- _PROBLEM DESCRIPTION_:
Please gather every line of the records below that contains the string "scooter" and copy each one out in full. Case counts.

- _SUPPLIED INFORMATION_:
------------
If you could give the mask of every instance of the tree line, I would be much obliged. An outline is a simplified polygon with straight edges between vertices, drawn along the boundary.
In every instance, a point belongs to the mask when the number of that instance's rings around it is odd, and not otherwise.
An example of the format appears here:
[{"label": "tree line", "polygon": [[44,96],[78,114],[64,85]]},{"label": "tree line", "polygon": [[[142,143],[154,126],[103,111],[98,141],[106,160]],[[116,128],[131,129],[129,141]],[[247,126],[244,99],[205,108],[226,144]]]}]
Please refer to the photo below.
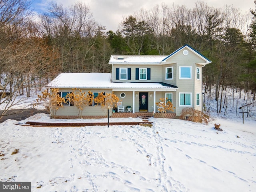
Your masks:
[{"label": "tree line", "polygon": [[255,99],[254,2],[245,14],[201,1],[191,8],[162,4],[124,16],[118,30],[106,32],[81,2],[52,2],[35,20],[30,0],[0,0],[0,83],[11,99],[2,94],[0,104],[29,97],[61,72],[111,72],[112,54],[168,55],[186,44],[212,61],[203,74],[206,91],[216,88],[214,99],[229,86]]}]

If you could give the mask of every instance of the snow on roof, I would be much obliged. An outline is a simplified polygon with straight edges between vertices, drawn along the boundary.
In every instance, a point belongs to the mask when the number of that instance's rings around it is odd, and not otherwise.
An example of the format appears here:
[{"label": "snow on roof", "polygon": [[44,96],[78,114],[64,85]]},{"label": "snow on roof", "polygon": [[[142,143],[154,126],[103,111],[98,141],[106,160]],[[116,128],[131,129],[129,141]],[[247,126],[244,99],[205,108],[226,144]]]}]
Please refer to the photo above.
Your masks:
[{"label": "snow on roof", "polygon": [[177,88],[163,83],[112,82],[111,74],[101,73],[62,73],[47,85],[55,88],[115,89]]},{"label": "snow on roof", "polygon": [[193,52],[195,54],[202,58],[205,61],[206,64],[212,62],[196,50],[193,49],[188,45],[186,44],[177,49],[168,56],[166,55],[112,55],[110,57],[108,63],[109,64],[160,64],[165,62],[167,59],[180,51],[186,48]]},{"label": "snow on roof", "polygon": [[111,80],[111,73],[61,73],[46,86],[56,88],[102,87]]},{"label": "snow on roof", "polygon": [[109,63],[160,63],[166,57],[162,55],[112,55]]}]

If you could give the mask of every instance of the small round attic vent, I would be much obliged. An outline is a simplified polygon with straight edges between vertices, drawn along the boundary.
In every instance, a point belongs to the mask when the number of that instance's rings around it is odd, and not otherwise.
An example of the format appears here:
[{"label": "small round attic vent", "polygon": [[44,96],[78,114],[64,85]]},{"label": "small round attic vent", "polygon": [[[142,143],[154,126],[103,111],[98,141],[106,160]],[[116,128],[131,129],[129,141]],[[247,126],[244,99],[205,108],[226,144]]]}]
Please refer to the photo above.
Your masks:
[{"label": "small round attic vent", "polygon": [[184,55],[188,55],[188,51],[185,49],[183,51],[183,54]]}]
------------
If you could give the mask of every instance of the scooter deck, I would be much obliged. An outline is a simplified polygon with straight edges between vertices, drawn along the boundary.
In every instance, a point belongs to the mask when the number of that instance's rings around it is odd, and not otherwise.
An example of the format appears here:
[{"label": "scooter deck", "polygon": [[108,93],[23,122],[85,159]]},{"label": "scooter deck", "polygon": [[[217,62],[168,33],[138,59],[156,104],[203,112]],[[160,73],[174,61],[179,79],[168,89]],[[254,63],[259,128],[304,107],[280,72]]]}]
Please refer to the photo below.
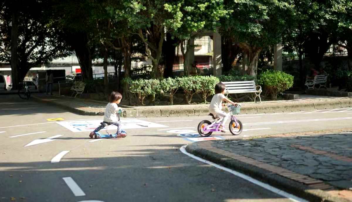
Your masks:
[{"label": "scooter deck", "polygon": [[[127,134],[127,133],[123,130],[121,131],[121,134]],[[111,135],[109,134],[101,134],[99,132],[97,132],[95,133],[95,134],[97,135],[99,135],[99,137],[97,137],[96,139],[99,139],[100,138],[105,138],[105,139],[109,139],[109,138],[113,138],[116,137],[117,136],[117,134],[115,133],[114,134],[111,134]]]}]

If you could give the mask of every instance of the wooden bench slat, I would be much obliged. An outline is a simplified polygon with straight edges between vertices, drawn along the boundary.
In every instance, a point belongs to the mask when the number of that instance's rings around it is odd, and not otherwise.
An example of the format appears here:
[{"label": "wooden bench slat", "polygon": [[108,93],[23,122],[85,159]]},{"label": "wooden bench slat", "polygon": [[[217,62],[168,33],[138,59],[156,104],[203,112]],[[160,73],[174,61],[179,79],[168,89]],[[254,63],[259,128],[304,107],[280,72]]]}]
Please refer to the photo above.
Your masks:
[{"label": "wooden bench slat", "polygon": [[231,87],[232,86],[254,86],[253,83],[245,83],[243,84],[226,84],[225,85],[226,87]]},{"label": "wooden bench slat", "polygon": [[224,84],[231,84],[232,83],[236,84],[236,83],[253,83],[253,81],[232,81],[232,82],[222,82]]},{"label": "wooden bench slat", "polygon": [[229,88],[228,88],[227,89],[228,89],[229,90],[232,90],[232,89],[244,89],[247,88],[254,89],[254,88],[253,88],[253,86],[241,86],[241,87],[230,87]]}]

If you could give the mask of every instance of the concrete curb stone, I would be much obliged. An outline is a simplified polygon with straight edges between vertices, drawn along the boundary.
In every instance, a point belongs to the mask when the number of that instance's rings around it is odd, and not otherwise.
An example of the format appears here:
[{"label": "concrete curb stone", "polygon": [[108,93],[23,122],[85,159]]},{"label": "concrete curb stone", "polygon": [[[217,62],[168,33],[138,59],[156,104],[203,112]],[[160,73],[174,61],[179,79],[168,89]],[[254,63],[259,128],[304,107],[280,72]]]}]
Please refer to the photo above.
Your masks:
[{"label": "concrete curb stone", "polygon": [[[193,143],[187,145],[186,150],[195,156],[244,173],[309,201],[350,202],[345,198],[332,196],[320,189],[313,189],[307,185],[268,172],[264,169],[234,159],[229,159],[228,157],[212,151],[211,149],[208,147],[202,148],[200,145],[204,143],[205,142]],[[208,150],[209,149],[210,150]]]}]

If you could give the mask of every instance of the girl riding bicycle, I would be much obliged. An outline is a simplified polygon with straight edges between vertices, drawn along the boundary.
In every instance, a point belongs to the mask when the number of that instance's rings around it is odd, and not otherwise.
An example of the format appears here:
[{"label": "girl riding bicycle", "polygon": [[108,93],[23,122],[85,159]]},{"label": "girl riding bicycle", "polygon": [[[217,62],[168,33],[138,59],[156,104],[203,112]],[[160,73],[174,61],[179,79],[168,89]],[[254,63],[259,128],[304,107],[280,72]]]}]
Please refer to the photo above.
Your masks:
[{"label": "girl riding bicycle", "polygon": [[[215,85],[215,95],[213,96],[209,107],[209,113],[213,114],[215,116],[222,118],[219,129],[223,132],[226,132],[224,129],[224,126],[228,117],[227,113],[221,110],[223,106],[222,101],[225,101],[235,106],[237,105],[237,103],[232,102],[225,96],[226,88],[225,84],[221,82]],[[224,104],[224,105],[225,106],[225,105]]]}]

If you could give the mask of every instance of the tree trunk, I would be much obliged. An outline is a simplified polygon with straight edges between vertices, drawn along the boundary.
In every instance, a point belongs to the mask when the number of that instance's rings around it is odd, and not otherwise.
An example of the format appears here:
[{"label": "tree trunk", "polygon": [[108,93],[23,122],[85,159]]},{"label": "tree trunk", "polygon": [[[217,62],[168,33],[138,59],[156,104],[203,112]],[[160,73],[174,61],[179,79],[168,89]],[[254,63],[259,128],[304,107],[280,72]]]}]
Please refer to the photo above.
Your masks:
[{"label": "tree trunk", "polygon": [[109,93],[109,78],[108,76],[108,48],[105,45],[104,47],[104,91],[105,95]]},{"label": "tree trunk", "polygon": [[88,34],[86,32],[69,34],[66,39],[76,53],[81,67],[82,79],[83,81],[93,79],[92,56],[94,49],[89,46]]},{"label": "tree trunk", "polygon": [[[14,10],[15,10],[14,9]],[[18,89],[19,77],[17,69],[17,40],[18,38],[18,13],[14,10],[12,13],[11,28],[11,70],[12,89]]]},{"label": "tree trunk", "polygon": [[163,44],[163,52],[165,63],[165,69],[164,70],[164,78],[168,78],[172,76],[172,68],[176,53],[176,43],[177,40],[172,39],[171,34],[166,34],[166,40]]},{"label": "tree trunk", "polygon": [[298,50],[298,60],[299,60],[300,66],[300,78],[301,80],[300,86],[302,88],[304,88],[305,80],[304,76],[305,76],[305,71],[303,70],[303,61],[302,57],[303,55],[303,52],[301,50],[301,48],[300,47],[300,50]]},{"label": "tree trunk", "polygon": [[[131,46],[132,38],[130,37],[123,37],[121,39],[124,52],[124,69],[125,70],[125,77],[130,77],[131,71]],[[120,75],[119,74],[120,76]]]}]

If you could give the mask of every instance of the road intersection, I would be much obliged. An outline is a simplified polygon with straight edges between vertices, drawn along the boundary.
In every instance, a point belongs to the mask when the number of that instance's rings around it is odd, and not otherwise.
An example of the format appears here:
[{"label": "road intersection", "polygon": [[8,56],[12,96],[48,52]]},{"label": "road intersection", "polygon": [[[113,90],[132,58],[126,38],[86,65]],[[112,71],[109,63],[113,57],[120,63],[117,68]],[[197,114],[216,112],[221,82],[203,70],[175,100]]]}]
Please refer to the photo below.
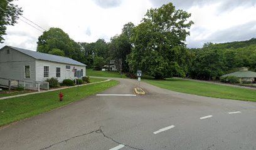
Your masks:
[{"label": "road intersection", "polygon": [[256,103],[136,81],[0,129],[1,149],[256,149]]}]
------------
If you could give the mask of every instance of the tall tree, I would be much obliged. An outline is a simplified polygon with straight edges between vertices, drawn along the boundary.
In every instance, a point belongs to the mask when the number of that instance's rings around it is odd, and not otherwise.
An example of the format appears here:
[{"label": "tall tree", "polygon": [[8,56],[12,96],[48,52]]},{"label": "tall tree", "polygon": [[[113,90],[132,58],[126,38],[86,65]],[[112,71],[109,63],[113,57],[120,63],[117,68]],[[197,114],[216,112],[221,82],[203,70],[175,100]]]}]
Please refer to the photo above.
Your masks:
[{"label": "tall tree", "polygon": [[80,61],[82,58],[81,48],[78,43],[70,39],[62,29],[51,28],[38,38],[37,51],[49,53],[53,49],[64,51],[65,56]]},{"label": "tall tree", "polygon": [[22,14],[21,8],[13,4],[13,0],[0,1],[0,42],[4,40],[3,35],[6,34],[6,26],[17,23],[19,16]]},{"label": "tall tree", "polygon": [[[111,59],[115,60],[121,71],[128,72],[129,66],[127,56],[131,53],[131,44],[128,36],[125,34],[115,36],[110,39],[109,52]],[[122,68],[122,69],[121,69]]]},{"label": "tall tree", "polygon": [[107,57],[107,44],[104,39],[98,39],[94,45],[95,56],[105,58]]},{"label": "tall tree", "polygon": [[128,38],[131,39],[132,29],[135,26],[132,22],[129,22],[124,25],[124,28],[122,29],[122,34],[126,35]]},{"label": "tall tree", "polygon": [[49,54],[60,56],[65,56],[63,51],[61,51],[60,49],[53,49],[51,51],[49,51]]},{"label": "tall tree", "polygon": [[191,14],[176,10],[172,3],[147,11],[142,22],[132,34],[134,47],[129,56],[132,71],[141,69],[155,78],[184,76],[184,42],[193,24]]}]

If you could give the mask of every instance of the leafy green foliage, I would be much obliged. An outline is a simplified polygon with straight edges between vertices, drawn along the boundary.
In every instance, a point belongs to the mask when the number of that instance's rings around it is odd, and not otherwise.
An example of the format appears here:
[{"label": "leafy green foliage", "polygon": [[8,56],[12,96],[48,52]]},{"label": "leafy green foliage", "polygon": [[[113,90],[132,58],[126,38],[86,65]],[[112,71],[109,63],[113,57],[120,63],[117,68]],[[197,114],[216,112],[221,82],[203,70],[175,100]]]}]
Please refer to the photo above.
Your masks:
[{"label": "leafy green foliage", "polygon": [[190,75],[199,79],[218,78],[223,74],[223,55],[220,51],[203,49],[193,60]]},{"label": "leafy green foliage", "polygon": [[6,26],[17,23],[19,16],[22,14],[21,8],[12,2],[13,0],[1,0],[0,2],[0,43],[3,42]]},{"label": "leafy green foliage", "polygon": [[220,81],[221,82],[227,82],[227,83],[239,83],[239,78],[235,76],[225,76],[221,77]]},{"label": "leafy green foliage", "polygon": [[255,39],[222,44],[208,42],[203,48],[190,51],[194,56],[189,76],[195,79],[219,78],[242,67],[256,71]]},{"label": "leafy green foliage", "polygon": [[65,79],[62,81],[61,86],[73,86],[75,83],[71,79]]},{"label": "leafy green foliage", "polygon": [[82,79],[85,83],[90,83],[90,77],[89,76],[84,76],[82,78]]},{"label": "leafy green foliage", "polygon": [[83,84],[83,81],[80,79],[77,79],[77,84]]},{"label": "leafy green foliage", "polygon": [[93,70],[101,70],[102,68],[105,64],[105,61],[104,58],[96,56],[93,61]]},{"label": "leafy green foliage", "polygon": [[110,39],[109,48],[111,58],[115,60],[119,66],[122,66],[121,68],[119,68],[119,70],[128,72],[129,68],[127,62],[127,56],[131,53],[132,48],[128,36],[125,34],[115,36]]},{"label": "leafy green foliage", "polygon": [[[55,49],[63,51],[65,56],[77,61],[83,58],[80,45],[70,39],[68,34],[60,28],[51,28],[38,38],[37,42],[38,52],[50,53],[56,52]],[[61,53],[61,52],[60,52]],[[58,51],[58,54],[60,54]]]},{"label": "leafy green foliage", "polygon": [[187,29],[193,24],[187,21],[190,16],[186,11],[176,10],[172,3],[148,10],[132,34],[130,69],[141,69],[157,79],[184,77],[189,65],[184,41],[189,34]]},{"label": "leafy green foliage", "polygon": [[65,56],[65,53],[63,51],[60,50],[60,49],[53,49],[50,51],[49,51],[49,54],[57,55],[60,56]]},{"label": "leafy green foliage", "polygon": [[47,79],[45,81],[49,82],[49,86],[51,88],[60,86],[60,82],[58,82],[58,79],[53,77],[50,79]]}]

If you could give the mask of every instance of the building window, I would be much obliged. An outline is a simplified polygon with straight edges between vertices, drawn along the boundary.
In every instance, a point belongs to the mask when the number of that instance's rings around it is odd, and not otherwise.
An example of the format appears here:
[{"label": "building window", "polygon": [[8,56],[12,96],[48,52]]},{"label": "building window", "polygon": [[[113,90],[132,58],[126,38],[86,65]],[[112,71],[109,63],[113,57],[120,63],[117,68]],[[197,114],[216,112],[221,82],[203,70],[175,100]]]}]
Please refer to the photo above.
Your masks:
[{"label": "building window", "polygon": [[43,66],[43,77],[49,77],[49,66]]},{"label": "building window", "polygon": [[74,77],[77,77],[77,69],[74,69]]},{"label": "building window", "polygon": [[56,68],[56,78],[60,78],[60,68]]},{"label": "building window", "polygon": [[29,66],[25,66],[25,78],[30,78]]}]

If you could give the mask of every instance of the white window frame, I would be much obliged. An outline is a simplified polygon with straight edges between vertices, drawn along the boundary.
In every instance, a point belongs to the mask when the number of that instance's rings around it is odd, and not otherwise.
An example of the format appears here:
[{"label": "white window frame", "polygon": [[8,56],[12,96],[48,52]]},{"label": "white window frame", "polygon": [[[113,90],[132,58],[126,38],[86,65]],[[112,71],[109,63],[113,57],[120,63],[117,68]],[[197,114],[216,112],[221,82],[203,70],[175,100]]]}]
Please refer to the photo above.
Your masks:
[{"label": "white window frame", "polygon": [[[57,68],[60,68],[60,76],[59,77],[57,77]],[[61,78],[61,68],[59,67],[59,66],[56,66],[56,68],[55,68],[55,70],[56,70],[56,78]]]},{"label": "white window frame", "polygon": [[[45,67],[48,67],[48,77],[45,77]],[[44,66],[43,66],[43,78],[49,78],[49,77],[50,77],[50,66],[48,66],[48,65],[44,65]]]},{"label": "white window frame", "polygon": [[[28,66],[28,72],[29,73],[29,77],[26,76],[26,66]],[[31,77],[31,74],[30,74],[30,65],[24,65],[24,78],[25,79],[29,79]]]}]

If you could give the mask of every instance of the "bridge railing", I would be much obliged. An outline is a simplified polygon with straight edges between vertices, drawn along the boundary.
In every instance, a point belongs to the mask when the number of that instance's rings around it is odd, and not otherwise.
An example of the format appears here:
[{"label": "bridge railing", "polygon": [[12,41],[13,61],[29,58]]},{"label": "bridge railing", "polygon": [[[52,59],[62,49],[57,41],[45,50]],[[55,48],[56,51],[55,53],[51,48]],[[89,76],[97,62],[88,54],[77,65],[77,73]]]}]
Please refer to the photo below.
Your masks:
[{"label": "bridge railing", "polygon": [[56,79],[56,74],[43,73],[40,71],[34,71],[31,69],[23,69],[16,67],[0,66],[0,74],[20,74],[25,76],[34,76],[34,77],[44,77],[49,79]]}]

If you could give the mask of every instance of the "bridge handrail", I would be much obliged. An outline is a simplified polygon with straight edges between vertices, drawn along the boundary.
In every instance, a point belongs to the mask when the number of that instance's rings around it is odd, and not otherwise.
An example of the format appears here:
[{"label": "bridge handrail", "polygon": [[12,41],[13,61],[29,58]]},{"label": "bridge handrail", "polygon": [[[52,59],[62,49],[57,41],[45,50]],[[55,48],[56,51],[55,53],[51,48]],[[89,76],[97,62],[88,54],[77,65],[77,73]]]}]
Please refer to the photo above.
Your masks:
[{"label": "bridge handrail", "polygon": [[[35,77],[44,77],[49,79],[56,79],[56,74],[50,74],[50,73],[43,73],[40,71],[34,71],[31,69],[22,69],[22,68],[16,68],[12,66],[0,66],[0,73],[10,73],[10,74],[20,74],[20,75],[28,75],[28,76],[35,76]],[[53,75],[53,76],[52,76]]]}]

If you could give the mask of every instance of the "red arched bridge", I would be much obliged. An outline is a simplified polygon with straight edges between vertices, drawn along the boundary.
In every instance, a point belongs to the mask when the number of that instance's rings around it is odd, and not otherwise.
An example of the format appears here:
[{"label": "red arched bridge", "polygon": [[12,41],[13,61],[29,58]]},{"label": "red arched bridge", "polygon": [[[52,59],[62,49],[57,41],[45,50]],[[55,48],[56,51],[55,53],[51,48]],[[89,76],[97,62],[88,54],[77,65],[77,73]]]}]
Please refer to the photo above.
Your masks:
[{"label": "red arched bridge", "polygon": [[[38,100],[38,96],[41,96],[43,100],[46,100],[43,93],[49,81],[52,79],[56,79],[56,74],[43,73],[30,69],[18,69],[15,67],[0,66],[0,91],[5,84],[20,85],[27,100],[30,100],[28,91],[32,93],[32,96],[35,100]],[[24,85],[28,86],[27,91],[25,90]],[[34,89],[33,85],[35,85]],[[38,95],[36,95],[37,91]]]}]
------------
- _RESULT_:
If you could give the mask of every instance of the scooter deck, I would be much obliged. An outline is a simplified polygon with straight edges between vertices, drawn along the boundary.
[{"label": "scooter deck", "polygon": [[108,93],[23,122],[85,159]]},{"label": "scooter deck", "polygon": [[[217,62],[168,33],[138,59],[156,104],[203,112]],[[160,73],[174,61],[179,79],[168,89]],[[254,63],[259,128],[304,107],[280,72]]]}]
[{"label": "scooter deck", "polygon": [[[127,134],[127,133],[123,130],[121,131],[121,134]],[[111,135],[109,134],[101,134],[99,132],[97,132],[95,133],[95,134],[97,135],[99,135],[99,137],[97,137],[96,139],[99,139],[100,138],[105,138],[105,139],[109,139],[109,138],[113,138],[116,137],[117,136],[117,134],[115,133],[114,134],[111,134]]]}]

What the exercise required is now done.